#### Provided text
Illinois Launches Legal Sports Gambling Amid Coronavirus Outbreak

Illinois sports betting

After nearly eight months since the law was initially signed by Governor J.B. Pritzker, Illinois sports gambling finally launched this week.

Rivers Casino in Des Plaines accepted the ceremonial first bet from Chicago Blackhawks announcer Eddie Olczyk, who placed a $100 wager on the Chicago White Sox to win the American League pennant at 16/1 odds.

“I’m a Cubs fan, but you’ve got to bet with your brain instead of your heart,” said the former NHL center.

With his wager at BetRivers Sportsbook on Monday, Illinois became the 15th state to offer legal sports betting in the United States.

More casinos and racetracks are expected to have their sportsbook operator’s licenses approved by the Illinois Gaming Board in the coming days ahead of the 2020 NCAA men’s basketball tournament.

March Madness is the second most profitable sporting event of the year for bookmakers, with only the Super Bowl drawing a bigger handle annually.

Sports wagering was included in the expansion of Illinois online gambling law signed by the governor in the summer of 2019. However, even though in-person betting is now available, online and mobile sportsbooks are not permitted to launch in Illinois for at least 18 months, with the timer starting on March 9.

Only allowing sports wagers to be placed at brick-and-mortar establishments for a year drew criticisms from the U.S. gambling industry when the expansion became law and came under fire again this week due to the growing fears over COVID-19, the coronavirus outbreak that’s now topped 1,000 confirmed cases and killed 32 people in the United States.

According to the Chicago Tribune, the casino executives, regulators, and politicians attending Olcyzk’s ceremonial wager tempered their excitement due to growing concerns from the coronavirus causing Wall Street to have its worst day since 2008.

“We’ll get through this virus,” said Neil Bluhm, the head of Rush Street Gaming, which runs Rivers Casino. “The market may go down, but ultimately it’s going to go up.”

Bluhm admitted the coronavirus may have a negative impact on the projected profits for the sportsbook but said Rivers Casino has beaten much longer odds before, referencing how they receive a casino license in Illinois during the Great Recession.

“When we were awarded this license, things were a lot worse,” Bluhm said. “At the end of 2008, we were inches away from being in a depression.”

Rivers Casino spokesman Patrick Skarr said they are taking nothing for granted and have placed warning signs from the Centers for Disease Control and Prevention at the facility and have cleaning crews working around the clock to sanitize everything in the casino.

“There are cleaning personnel on duty around the clock, cleaning the equipment and surfaces,” Skarr said. “We have alcohol-based sanitizing stations throughout the facility for our team members and guests.”

With Illinois sportsbooks not allowed to accept wagers over the Internet, residents are forced to place a risky bet on their lives if they choose to venture to a crowded casino during the coronavirus outbreak.

The CDC strongly recommends avoiding large public gatherings at this time, and even conservative estimates project it may be several months before everything can begin to return to normal.

Scientists say a coronavirus vaccine may not be ready for at least 18 months — just in time for Illinois to roll out online and mobile sports gambling.

Bluhm is confident the brick-and-mortar BetRivers Sportsbook will eventually find success but added the company is not taking anything for granted in regards to the coronavirus.

“This is an unusual virus,” Bluhm said, who is 82 years old. “It isn’t that lethal, except for older people. That’s why I’m shaking hands with my elbow.”

#### Dataset content
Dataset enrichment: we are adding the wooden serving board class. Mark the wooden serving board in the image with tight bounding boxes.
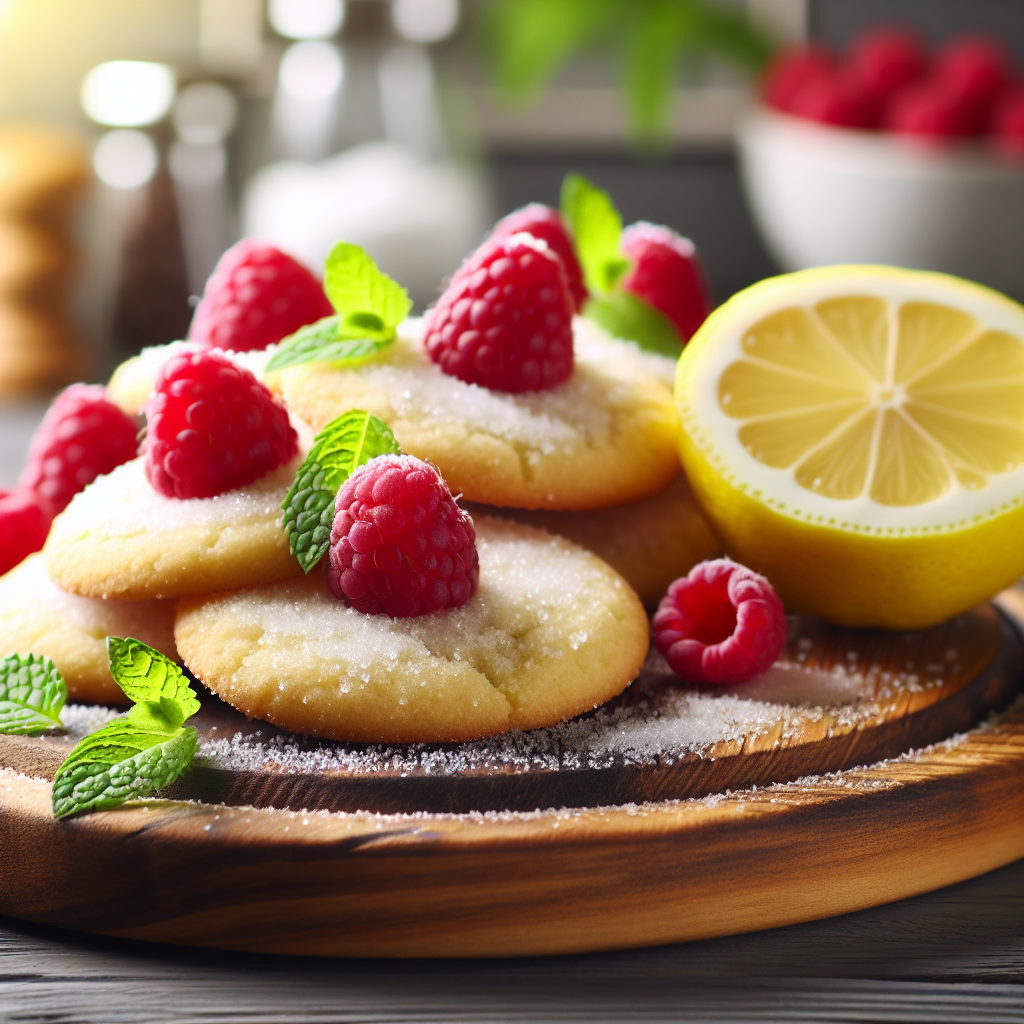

#### Exercise goal
Render this sentence from the article on Illinois sports betting into Spanish: "March Madness is the second most profitable sporting event of the year for bookmakers, with only the Super Bowl drawing a bigger handle annually."

#### The answer
March Madness es el segundo evento deportivo más rentable del año para las casas de apuestas, y solo el Super Bowl atrae cada año un mayor volumen de apuestas.